• [WORK INSTRUCTIONS]
According to the passage on ocean eddies, what is the typical size of mesoscale eddies in the Arctic Ocean?

• [TEXT PASSAGE]

BEGIN

Mesoscale eddies are ubiquitous small-scale swirling motions in the world ocean¹—sometimes called the weather of the ocean. Despite their small size, ocean eddies are crucial for transporting heat, salt, carbon, oxygen and nutrients in the ocean and regulating air–sea feedbacks, which in turn have a substantial impact on the Earth’s climate and ecosystems^{2,3,4,5,6,7,8}. Satellite altimetry records reveal that ocean eddy activity increased by 2–5% per decade in eddy-rich regions of the world ocean from 1993 to 2020⁹. High-resolution climate model simulations project that ocean surface eddy kinetic energy (EKE) will continue to intensify in most of the eddy-rich regions in response to future warming, except for the North Atlantic¹⁰. However, existing knowledge of possible future changes in ocean eddy activity in the Arctic, the region undergoing some of the most dramatic climate change, is very limited partly due to the difficulty in simulating Arctic Ocean mesoscale eddies with a typical size of about ten kilometres or smaller^{11,12,13,14,15}. Resolving these eddies requires kilometre-scale resolutions, which are far beyond the capability of the Coupled Model Intercomparison Project (CMIP6) models that were used to inform the last IPCC Assessment Report. Moreover, available observations of Arctic eddies are severely limited due to the remoteness, harshness and sea ice coverage of the Arctic Ocean¹⁶.

Despite being sparse in space and time, the available observations of Arctic Ocean eddies do indicate that eddies play a crucial role in Arctic halocline properties and marine ecosystems, specifically by transporting water masses with varying properties between Arctic continental shelves and the deep basin^17,18,19. Eddy fluxes may also be one of the main factors influencing freshwater storage and circulation strength in the Beaufort Gyre^20,21, the largest freshwater reservoir in the Arctic, which is relevant to climate^22,23,24,25. Sea ice, a unique feature in high latitudes, contributes to the dissipation of near-surface eddies and prevents their growth²⁶. Sea ice decline may thus lead to an increase in Arctic eddy activity^26,27,28,29. It has been argued that eddy activity in the western Arctic strengthened in response to increases in freshwater content over the past two decades on the basis of estimates of ocean energy budget²⁸. At the same time, it was suggested that the increase of baroclinic instability and eddy activity in the Beaufort Gyre is relatively small due to the spatial expansion of the gyre during its spin-up³⁰. There is therefore still a lack of consensus about current changes in eddy activity in the western Arctic. Long-term changes in eddy activity in other Arctic regions are even less well understood.

END

• [INFORMATION PROVIDED]

BEGIN

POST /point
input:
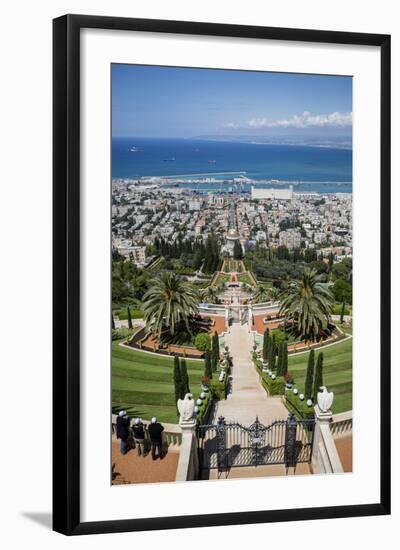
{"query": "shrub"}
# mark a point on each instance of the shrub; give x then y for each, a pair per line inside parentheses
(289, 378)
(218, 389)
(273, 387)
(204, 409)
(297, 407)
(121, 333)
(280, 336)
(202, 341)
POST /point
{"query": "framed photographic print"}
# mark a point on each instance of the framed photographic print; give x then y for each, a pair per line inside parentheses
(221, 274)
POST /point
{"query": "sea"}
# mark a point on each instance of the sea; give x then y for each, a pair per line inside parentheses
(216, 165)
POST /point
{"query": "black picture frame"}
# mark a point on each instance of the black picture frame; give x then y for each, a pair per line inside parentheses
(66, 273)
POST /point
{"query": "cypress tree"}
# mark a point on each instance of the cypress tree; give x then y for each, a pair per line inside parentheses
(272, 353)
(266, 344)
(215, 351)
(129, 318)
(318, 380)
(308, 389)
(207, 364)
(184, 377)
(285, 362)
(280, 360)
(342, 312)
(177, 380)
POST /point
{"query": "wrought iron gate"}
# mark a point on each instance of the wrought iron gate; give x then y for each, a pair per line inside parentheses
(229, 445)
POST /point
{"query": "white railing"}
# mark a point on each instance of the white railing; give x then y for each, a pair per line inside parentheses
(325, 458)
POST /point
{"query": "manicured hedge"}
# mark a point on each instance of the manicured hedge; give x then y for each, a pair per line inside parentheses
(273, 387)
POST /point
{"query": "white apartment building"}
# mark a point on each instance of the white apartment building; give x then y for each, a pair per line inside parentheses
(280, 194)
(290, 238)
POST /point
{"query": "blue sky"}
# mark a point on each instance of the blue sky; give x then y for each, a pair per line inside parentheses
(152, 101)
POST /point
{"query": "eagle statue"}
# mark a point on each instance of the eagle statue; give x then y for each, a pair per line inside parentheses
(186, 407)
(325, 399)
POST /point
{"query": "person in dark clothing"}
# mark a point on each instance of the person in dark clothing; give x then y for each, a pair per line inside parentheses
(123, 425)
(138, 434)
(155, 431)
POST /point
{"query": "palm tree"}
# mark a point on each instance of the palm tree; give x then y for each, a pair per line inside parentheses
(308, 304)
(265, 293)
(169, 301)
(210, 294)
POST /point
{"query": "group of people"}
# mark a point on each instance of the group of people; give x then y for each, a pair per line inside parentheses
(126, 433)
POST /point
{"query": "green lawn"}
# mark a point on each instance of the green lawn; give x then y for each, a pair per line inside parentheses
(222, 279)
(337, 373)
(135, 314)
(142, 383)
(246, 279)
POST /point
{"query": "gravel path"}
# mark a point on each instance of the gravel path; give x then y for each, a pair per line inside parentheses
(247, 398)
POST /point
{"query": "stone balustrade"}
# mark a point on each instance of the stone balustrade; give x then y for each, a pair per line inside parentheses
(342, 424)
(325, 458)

END
BEGIN

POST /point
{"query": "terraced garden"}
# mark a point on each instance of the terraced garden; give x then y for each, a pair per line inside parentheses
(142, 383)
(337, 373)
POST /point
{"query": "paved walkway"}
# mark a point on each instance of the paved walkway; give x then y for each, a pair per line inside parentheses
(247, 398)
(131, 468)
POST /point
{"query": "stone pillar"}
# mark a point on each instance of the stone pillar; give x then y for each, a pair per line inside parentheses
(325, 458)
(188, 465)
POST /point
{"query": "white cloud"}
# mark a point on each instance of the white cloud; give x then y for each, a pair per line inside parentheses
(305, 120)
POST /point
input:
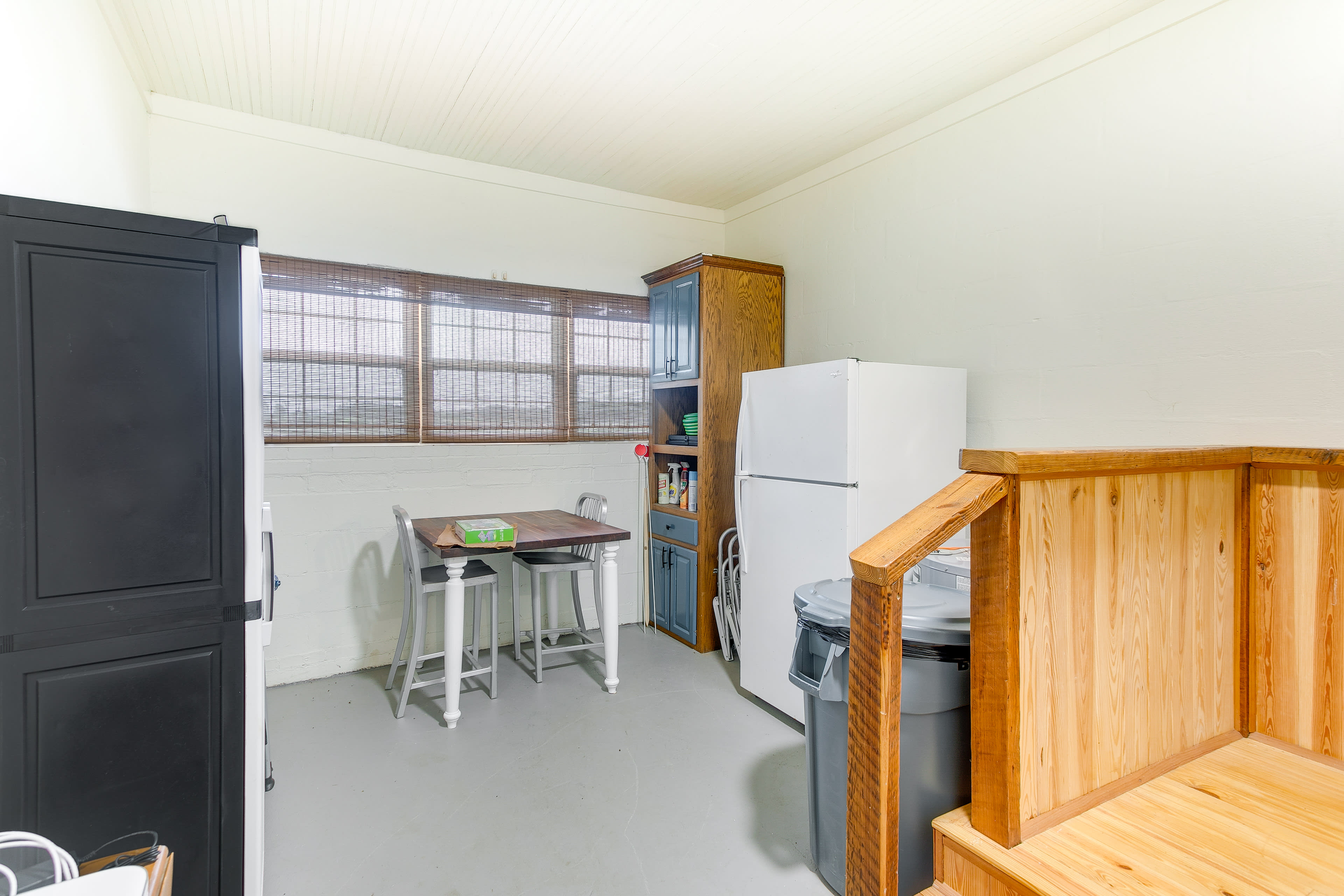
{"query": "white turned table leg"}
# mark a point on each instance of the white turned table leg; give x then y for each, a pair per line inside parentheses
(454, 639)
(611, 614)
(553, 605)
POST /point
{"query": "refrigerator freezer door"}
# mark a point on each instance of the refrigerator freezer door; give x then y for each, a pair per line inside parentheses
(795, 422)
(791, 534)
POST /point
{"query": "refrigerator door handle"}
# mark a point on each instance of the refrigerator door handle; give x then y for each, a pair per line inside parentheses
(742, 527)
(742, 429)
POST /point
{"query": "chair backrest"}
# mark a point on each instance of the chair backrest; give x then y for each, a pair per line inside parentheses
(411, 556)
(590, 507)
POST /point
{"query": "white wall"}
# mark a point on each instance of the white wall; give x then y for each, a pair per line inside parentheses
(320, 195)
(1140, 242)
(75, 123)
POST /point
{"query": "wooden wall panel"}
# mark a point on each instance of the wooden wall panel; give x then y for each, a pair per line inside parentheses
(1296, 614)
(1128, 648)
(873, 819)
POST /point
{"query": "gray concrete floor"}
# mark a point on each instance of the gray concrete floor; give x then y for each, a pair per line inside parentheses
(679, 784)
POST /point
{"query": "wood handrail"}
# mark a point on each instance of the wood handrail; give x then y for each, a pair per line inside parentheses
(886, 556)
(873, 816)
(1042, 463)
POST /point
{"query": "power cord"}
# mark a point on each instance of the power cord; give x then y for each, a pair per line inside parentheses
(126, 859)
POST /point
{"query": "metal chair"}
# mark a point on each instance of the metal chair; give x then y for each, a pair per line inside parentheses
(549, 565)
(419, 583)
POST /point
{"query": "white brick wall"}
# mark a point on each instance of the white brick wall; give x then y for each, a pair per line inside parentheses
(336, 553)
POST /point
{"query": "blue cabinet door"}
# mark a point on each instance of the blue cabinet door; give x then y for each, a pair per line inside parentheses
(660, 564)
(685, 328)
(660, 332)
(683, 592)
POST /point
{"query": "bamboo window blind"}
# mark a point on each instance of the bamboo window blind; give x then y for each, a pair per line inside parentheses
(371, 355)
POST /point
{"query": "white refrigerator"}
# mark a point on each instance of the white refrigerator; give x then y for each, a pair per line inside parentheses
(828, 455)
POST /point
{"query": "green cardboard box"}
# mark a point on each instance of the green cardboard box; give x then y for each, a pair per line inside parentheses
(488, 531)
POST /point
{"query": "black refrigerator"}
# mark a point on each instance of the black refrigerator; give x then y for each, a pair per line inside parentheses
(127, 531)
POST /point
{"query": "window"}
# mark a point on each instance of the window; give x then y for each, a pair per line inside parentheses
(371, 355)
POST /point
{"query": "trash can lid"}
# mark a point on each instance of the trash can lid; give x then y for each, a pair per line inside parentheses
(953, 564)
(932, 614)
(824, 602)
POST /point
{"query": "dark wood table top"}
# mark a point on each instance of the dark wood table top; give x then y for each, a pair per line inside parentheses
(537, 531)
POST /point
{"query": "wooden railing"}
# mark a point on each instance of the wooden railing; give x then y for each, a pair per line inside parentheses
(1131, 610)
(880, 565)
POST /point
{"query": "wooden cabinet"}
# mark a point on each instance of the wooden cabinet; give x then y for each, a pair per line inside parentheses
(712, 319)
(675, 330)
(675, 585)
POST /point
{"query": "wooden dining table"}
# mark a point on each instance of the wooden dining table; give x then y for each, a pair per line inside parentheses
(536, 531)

END
BEGIN

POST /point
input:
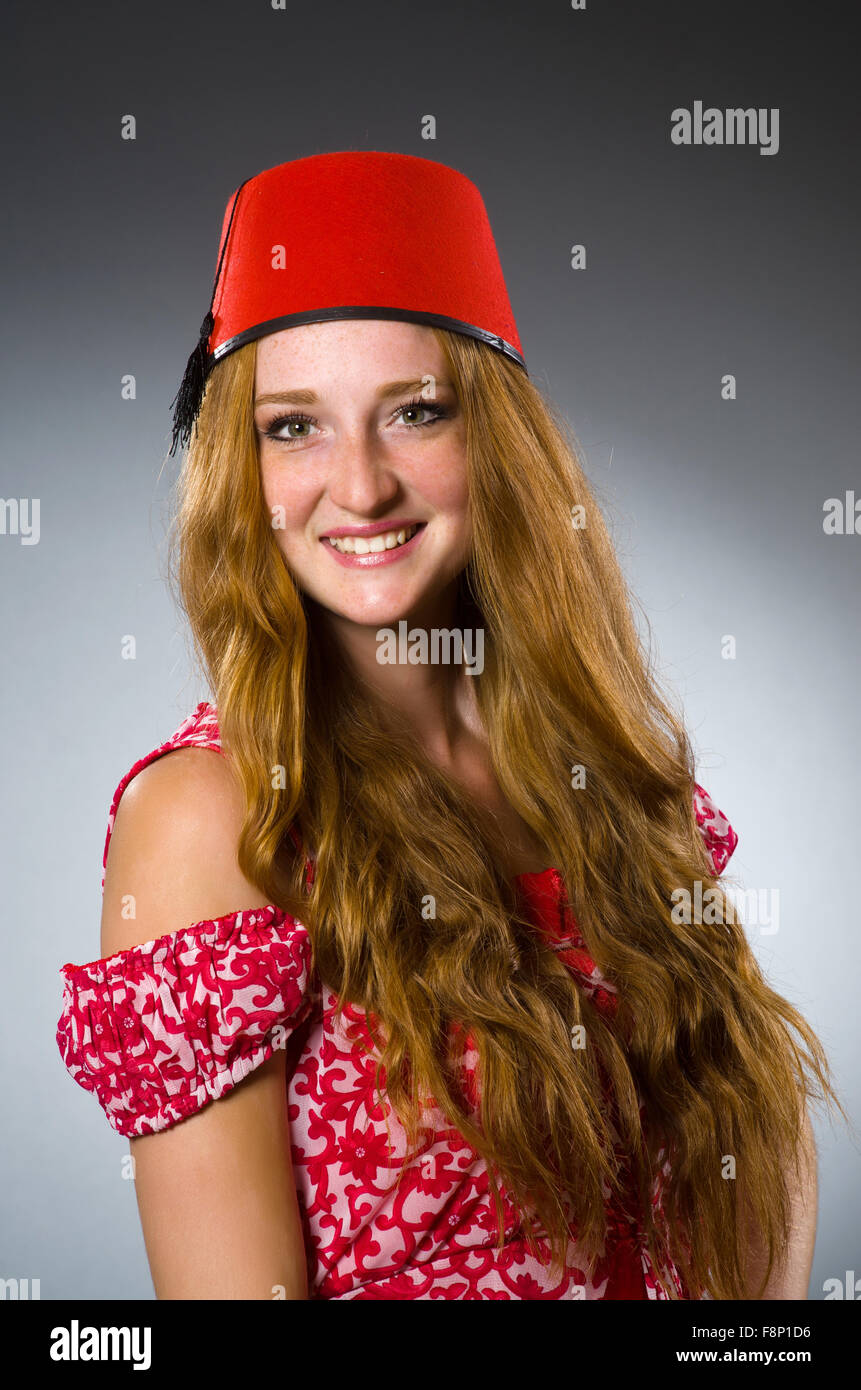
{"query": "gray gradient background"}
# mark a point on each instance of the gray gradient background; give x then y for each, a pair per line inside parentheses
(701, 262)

END

• [ANSWER TO THIS TASK]
About ten kilometers or smaller.